**Directions**
From the line containing "Mark the bare" down to the last line of the records below, restate each line word for word and leave out the rest.

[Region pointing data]
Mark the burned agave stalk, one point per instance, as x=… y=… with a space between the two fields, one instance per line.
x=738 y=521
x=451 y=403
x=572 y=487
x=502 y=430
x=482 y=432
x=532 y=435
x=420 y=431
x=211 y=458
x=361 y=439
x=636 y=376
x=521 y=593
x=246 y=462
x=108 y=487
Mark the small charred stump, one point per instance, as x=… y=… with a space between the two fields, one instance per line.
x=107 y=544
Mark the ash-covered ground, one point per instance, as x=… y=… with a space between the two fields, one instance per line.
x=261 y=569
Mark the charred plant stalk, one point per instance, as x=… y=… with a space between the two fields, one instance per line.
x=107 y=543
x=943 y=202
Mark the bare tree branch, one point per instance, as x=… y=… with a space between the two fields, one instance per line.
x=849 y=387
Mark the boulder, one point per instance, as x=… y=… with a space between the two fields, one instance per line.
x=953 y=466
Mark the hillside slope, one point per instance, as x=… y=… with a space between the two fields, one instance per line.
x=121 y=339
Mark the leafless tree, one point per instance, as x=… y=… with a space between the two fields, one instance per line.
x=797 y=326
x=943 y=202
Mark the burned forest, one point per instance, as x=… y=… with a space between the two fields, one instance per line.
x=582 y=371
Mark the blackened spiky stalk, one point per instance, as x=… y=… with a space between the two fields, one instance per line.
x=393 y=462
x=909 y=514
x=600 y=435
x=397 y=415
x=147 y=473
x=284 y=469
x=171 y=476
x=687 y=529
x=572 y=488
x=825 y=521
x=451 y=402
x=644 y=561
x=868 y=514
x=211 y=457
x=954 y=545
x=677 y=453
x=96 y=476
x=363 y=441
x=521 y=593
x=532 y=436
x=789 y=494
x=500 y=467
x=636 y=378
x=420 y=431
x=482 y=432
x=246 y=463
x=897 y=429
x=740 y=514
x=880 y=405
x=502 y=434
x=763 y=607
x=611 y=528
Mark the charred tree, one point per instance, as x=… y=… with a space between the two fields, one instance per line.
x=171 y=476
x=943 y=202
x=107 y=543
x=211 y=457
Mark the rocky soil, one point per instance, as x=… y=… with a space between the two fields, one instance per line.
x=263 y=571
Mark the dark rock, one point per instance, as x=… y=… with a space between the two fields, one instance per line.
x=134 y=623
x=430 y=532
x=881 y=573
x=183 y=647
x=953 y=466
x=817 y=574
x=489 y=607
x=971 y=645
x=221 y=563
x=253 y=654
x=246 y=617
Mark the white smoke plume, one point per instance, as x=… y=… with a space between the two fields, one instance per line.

**Written answer**
Mark the bare tree branch, one point per instance, as x=… y=… with a space between the two fields, one instance per line.
x=849 y=387
Mark the boulder, one point per instance, as x=… y=… with a space between the two fields, one instance per line.
x=953 y=466
Mark the hillside slope, one point per instance, as x=… y=… with a space between the two fields, one instance per line.
x=121 y=339
Mark the leafless tree, one point per instance, as x=… y=… with a space between the two fields, one instance per line.
x=797 y=326
x=943 y=202
Mark the burned forest, one point per instance, as x=… y=… with a space between the two fields, one instance per line.
x=582 y=371
Mark the blackened spiky stalk, one point per instance, as x=… y=… with a space between the two fields, one instance per line.
x=393 y=462
x=909 y=514
x=600 y=435
x=397 y=415
x=147 y=473
x=284 y=469
x=171 y=476
x=687 y=529
x=572 y=488
x=825 y=521
x=451 y=402
x=644 y=561
x=868 y=514
x=211 y=457
x=954 y=545
x=677 y=453
x=96 y=476
x=363 y=441
x=521 y=593
x=532 y=436
x=789 y=494
x=500 y=467
x=636 y=378
x=420 y=431
x=482 y=432
x=246 y=463
x=897 y=429
x=740 y=514
x=880 y=405
x=502 y=434
x=763 y=607
x=611 y=528
Mark the charred tree, one point per instance, as x=… y=… with a space between the two fields, one instance per line.
x=171 y=476
x=943 y=202
x=107 y=543
x=211 y=457
Mark the rocky soil, one point per instance, as x=… y=… with a space between the two fields, one instance per line.
x=263 y=571
Mark the dark rock, one point per instance, as x=… y=… with a space between the two fields, one instance per line.
x=134 y=623
x=430 y=532
x=881 y=573
x=183 y=647
x=953 y=466
x=817 y=574
x=489 y=607
x=971 y=645
x=221 y=563
x=253 y=654
x=246 y=617
Mark the white smoke plume, one point per instance, as x=… y=… with a space between the two fields, one instance per line.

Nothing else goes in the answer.